■ **Object point labels**
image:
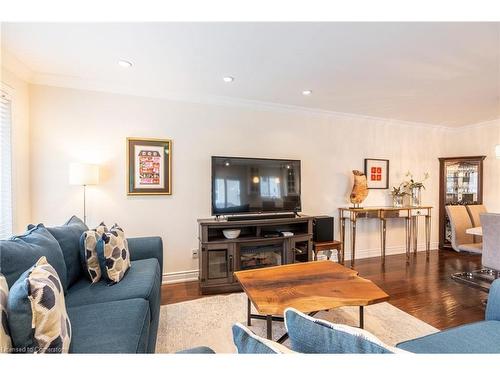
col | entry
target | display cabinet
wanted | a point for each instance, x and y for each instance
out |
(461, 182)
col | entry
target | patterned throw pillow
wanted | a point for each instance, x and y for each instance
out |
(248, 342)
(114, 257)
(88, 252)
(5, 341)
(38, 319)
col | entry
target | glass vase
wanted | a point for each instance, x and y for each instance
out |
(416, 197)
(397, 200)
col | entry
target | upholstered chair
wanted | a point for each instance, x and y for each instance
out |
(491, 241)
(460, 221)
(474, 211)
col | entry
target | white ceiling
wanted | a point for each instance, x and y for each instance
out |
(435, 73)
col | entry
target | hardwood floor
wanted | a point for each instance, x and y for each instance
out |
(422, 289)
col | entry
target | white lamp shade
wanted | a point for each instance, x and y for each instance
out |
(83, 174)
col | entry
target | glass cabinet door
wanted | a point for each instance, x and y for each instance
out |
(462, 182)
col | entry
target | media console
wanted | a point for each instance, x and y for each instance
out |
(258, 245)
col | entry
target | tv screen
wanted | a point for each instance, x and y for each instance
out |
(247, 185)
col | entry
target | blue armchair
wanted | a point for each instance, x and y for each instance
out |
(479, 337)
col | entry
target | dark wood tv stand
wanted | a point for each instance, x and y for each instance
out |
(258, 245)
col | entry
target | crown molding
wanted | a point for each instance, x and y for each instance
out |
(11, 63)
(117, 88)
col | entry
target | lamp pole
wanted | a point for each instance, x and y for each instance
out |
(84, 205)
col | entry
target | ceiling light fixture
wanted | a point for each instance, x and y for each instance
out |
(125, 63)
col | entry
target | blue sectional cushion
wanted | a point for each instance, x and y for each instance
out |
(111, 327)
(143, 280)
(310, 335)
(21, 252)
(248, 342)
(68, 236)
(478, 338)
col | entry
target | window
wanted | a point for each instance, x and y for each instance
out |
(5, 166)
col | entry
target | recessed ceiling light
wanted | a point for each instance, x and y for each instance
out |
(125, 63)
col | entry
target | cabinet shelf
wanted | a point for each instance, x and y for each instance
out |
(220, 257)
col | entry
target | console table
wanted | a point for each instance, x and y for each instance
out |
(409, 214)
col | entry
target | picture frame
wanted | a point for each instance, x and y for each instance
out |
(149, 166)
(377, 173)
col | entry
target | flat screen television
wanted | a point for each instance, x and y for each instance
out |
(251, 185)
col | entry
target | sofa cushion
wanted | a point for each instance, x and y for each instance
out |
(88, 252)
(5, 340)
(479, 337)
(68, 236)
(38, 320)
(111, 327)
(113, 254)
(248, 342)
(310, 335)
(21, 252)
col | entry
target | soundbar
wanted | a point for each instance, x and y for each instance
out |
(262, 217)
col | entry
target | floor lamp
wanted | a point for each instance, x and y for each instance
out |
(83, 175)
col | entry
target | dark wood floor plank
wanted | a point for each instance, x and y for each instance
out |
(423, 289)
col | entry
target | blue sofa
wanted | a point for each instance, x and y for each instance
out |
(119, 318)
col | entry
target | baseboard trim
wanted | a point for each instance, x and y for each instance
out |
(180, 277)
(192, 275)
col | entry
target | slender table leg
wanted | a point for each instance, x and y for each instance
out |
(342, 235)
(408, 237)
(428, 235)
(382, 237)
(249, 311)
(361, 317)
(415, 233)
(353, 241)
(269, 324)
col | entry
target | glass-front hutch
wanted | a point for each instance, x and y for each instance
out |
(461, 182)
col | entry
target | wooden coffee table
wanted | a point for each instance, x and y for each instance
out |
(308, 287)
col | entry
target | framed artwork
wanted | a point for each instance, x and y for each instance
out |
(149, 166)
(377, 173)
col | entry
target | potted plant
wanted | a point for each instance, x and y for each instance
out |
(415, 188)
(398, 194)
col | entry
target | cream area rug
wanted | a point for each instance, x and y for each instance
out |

■ **Directions**
How many lines in the rows above contain the word "cabinet"? Reply with the number only.

■ **Response to this task**
3